[HERAUSFORDERUNG]:
Wie viele Zeilen im Material unten enthalten die Zeichenfolge „railing“? Nenne nur die Zahl.

- - - - -

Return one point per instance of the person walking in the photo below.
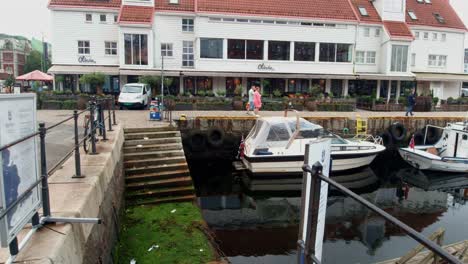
(257, 99)
(411, 102)
(251, 99)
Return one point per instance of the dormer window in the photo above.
(439, 18)
(412, 15)
(363, 11)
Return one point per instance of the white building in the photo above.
(348, 47)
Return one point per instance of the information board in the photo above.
(19, 163)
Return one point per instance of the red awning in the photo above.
(35, 76)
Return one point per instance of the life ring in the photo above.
(418, 138)
(215, 137)
(433, 135)
(197, 141)
(398, 132)
(387, 138)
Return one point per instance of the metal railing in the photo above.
(45, 174)
(318, 177)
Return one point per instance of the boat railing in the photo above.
(317, 177)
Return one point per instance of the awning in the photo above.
(441, 77)
(377, 76)
(78, 69)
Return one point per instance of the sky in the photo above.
(28, 18)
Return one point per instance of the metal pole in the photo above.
(109, 114)
(77, 148)
(92, 106)
(45, 184)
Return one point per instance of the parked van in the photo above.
(134, 95)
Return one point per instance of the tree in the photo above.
(96, 80)
(33, 61)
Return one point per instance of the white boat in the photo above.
(449, 154)
(276, 146)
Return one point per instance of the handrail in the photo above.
(316, 172)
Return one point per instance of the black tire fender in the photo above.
(398, 131)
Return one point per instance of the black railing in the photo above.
(318, 177)
(45, 174)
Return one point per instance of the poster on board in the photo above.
(19, 163)
(318, 151)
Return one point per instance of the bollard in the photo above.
(92, 107)
(113, 111)
(44, 176)
(77, 148)
(109, 114)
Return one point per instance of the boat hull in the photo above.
(423, 161)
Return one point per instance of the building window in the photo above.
(437, 60)
(370, 59)
(83, 47)
(366, 32)
(166, 49)
(399, 61)
(278, 50)
(187, 54)
(304, 51)
(187, 25)
(211, 48)
(110, 48)
(136, 49)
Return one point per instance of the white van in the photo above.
(134, 95)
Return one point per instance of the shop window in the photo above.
(278, 50)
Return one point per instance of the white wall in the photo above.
(70, 26)
(452, 47)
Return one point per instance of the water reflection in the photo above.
(257, 226)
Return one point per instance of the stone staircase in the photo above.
(155, 167)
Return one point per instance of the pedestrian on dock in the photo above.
(411, 103)
(257, 99)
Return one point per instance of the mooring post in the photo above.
(109, 102)
(77, 148)
(44, 175)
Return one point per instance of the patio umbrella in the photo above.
(35, 76)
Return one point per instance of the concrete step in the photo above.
(147, 193)
(149, 129)
(157, 176)
(152, 148)
(152, 141)
(153, 161)
(159, 134)
(153, 155)
(153, 185)
(186, 198)
(157, 168)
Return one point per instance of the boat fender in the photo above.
(398, 132)
(215, 137)
(418, 138)
(387, 138)
(197, 140)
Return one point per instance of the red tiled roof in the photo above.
(373, 15)
(322, 9)
(183, 5)
(398, 29)
(136, 14)
(425, 14)
(87, 3)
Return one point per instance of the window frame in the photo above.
(84, 47)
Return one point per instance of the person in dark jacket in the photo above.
(411, 103)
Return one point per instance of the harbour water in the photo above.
(252, 227)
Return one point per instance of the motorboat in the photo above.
(449, 154)
(276, 146)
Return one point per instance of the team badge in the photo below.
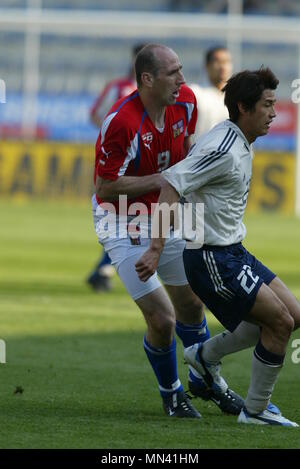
(147, 139)
(178, 128)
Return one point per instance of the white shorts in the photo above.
(124, 256)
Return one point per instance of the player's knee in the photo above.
(284, 322)
(192, 308)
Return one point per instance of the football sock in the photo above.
(191, 334)
(265, 369)
(164, 364)
(244, 336)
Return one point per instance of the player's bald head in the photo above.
(150, 60)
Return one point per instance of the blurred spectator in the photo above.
(210, 98)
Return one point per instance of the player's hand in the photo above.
(147, 264)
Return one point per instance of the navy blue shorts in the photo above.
(226, 279)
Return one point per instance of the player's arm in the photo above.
(147, 264)
(103, 104)
(187, 143)
(109, 190)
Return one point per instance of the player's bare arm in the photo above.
(132, 186)
(187, 143)
(147, 264)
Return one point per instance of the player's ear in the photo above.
(241, 108)
(147, 79)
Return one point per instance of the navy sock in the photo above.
(164, 364)
(193, 334)
(266, 357)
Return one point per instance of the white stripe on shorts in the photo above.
(220, 289)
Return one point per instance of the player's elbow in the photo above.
(104, 190)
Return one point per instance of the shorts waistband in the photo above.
(211, 247)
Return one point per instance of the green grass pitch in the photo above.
(76, 374)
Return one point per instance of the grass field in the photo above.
(76, 375)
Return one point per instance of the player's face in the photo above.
(219, 70)
(261, 118)
(169, 78)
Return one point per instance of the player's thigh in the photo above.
(126, 270)
(157, 309)
(188, 307)
(269, 310)
(287, 297)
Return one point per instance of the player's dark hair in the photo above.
(210, 54)
(136, 49)
(146, 61)
(246, 88)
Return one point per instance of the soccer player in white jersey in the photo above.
(210, 98)
(143, 134)
(247, 298)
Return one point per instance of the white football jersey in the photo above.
(211, 108)
(217, 172)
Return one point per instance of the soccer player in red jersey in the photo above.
(143, 134)
(100, 278)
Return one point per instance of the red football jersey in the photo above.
(113, 91)
(129, 144)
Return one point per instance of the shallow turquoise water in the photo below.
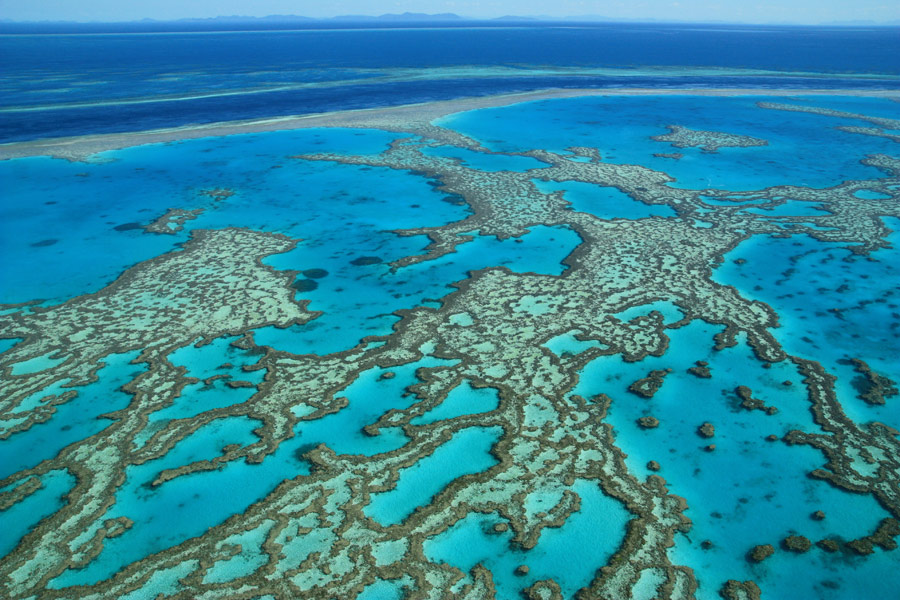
(334, 210)
(467, 451)
(21, 518)
(603, 202)
(571, 554)
(804, 280)
(621, 128)
(73, 420)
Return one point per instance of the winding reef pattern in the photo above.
(318, 534)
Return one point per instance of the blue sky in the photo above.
(754, 11)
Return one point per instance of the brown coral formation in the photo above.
(797, 543)
(761, 552)
(700, 369)
(709, 141)
(873, 388)
(740, 590)
(217, 286)
(649, 385)
(173, 221)
(648, 422)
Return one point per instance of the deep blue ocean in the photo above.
(73, 84)
(68, 229)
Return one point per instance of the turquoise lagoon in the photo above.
(342, 213)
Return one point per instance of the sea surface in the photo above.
(83, 83)
(70, 229)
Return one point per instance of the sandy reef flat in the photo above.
(395, 118)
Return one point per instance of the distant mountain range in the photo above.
(450, 19)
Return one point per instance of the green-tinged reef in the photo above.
(504, 410)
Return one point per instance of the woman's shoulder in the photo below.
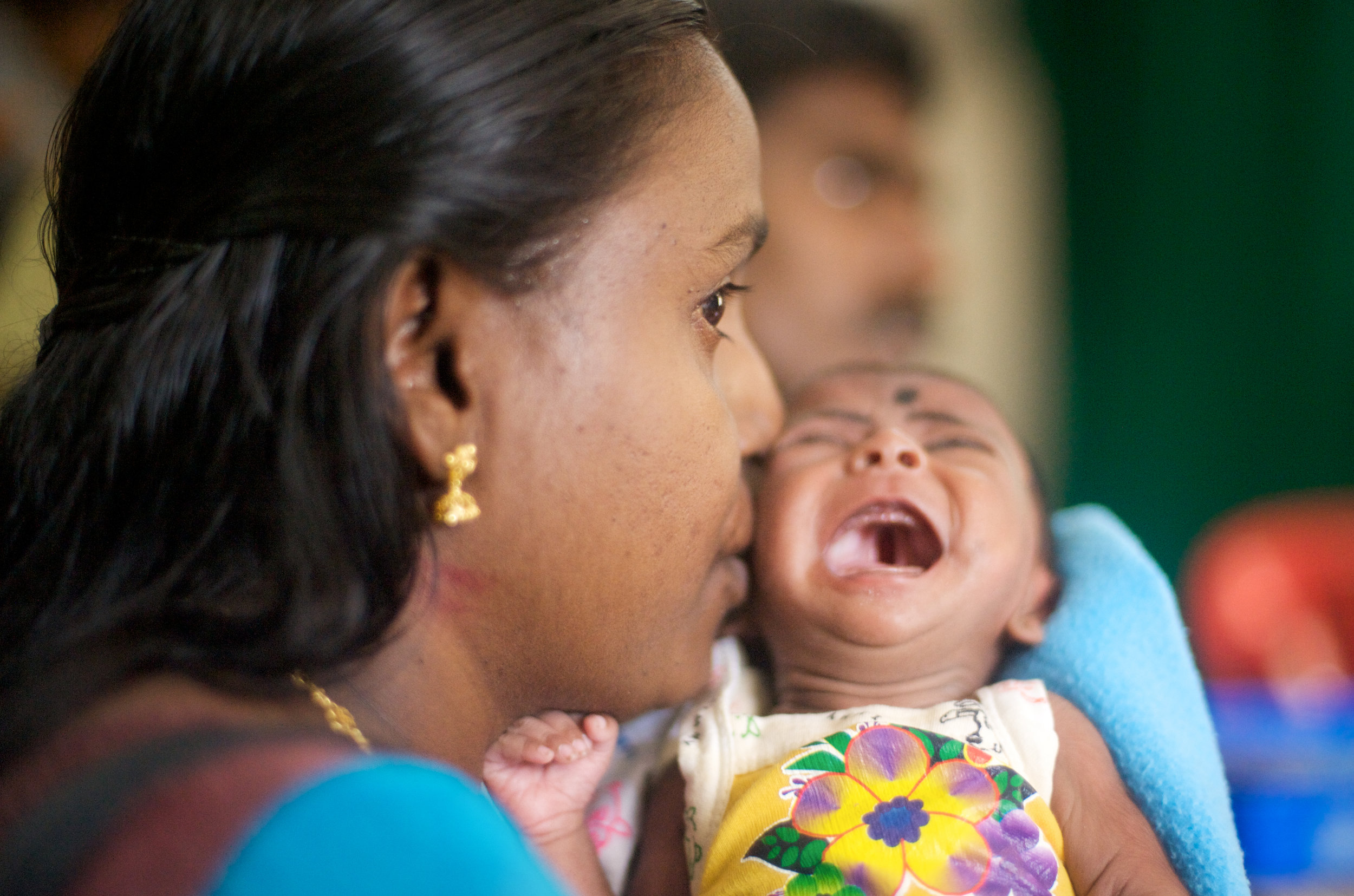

- - - - -

[LÖSUNG ZUR ÜBUNG]:
3